### [Task prompt]
Please pull out every line in the material below that contains the word "head" and copy each of those lines unchanged.
===== Dataset entries
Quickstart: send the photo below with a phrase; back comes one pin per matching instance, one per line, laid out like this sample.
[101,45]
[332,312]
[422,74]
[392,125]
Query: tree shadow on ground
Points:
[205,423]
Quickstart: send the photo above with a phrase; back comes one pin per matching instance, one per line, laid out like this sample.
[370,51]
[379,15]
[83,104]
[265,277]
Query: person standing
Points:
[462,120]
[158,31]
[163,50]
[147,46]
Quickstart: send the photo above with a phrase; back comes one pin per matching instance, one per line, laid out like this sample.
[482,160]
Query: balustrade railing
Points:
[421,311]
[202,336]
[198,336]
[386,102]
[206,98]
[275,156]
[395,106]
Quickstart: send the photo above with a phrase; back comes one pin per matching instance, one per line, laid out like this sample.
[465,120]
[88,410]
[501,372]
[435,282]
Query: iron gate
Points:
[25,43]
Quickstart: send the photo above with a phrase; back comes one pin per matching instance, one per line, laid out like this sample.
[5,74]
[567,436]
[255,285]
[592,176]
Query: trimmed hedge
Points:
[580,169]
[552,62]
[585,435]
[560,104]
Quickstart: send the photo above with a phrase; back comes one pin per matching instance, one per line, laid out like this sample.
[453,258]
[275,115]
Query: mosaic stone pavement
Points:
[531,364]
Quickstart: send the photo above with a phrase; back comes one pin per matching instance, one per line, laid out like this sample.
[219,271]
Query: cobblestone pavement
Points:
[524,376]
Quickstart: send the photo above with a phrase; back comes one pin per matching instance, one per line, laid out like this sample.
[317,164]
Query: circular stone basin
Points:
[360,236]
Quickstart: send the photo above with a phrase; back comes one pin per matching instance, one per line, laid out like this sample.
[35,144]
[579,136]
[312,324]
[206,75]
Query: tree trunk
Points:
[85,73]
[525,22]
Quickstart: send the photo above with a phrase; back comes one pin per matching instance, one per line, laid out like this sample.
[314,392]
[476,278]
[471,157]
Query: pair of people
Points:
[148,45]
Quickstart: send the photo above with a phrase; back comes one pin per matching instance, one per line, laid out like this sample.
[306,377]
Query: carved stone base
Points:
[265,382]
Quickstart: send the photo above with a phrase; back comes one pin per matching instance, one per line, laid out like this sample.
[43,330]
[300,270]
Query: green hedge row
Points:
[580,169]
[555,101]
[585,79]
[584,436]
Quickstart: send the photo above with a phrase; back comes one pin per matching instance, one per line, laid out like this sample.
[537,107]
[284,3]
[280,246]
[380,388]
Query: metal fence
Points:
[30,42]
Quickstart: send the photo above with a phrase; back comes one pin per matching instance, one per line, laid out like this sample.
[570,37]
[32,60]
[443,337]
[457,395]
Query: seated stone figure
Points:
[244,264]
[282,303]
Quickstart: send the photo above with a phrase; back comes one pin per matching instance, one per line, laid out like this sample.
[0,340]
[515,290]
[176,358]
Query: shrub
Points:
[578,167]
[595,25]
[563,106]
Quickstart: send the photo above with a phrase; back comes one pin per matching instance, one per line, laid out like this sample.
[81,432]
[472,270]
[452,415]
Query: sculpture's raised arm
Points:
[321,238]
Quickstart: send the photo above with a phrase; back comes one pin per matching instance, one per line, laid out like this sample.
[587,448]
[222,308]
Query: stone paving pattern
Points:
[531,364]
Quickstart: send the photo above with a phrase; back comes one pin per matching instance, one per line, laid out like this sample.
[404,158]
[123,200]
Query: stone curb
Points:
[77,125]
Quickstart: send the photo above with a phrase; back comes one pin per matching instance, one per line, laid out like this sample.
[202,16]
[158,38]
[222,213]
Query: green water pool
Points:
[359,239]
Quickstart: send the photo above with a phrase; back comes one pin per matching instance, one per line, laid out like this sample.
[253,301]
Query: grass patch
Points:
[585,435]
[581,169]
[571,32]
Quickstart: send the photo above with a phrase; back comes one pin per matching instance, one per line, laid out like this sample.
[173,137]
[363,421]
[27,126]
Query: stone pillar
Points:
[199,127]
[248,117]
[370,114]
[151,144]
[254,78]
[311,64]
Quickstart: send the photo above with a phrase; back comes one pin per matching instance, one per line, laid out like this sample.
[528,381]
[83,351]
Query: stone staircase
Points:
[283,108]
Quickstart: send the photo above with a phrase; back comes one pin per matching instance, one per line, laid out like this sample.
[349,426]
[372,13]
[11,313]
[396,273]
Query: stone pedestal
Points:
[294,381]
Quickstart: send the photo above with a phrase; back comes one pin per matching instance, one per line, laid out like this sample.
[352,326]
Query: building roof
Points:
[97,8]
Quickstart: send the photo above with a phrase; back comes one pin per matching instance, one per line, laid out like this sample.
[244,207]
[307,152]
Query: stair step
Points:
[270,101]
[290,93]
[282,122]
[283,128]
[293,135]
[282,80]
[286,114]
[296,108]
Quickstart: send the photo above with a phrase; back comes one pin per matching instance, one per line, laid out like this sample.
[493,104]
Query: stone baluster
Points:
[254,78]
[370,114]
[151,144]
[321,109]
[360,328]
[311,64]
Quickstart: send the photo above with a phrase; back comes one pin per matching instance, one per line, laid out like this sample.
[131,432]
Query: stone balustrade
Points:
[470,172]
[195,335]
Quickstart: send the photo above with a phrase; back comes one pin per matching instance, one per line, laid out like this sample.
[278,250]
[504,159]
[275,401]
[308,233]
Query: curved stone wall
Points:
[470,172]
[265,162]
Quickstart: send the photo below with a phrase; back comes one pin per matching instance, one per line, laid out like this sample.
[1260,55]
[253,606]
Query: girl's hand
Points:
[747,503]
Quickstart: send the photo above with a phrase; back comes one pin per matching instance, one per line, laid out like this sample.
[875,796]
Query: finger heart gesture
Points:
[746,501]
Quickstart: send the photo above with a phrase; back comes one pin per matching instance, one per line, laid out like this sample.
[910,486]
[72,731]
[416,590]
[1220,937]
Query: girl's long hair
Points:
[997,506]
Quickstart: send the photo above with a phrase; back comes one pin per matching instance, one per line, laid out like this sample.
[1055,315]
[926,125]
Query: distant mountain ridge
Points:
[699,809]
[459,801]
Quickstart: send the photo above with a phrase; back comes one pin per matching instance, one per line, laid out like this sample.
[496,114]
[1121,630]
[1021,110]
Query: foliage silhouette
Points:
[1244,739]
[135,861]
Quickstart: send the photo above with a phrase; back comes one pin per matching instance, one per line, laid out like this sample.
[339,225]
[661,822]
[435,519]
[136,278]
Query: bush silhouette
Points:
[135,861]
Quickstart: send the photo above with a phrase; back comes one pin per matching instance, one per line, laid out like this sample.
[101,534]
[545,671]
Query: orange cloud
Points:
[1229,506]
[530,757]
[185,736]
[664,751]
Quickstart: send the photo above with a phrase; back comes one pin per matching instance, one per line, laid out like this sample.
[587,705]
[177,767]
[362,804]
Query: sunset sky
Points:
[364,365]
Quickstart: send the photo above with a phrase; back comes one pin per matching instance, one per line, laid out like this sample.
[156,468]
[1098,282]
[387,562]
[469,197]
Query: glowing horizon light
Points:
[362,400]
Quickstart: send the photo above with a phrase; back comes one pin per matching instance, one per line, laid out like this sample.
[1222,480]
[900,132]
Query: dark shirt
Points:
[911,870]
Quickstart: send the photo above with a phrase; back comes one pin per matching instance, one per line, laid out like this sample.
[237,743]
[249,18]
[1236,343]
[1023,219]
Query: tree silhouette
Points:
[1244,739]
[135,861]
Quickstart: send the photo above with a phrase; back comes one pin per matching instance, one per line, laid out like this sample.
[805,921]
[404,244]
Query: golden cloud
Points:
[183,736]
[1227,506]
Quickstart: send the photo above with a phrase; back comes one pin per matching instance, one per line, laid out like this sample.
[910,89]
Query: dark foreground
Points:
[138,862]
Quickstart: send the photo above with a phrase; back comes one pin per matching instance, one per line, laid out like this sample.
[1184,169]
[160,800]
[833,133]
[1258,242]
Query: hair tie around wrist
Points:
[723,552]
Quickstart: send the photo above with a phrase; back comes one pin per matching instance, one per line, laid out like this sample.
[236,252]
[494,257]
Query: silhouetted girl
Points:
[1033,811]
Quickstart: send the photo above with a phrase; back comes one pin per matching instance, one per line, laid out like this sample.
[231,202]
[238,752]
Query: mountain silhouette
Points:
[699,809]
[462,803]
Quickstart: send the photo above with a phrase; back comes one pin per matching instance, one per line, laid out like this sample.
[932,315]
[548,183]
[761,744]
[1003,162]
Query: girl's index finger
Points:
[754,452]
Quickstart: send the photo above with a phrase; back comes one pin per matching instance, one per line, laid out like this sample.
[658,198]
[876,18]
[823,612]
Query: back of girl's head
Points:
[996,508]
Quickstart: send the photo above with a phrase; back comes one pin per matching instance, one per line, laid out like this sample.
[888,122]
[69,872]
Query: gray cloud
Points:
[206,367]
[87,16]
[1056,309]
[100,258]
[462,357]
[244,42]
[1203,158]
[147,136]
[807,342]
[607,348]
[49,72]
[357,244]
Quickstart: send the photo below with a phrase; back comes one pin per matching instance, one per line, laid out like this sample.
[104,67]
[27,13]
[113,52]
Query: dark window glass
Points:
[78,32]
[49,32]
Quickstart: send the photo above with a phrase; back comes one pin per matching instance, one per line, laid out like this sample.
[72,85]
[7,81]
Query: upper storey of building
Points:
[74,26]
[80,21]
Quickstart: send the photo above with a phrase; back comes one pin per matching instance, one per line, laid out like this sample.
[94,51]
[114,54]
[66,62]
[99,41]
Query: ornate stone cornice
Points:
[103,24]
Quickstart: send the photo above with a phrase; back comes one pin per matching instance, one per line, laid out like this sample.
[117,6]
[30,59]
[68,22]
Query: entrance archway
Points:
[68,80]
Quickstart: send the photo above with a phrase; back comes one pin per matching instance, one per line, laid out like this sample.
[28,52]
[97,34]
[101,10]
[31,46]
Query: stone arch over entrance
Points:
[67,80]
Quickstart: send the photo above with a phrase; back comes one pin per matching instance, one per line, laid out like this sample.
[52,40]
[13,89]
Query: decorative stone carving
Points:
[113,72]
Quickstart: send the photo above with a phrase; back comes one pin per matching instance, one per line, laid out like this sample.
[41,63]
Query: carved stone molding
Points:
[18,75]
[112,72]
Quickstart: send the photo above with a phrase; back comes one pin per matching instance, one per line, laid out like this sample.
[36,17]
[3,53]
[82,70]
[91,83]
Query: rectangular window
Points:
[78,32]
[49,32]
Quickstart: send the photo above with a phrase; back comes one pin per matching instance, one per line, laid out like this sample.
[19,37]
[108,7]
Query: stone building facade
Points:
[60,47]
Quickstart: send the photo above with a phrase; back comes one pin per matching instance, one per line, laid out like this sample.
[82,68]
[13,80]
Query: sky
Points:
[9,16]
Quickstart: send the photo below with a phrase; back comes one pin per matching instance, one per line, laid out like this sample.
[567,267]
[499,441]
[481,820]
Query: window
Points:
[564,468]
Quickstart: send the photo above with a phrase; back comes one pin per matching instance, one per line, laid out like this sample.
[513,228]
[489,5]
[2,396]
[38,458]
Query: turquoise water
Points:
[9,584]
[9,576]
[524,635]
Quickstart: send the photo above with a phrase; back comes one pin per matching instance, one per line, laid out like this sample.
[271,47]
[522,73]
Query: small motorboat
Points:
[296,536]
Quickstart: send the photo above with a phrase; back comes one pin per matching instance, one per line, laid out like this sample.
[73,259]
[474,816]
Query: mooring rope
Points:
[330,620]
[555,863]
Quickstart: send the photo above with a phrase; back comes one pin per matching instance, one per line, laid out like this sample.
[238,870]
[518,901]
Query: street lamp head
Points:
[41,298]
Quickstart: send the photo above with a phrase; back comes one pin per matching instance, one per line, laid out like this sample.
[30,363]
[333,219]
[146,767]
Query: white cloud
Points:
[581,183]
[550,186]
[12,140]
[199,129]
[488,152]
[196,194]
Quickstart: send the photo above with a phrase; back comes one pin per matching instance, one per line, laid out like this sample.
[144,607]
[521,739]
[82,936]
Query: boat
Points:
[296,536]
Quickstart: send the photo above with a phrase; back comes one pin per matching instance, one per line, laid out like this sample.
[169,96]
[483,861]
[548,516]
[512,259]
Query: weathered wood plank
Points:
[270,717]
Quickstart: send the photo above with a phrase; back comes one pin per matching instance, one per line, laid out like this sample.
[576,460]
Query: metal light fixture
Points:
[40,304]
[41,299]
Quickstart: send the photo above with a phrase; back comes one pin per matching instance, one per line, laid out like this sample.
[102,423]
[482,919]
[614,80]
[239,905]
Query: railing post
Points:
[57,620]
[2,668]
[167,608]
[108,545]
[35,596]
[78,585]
==========
### [Response to this exercise]
Query: back of girl's head
Query: street lamp head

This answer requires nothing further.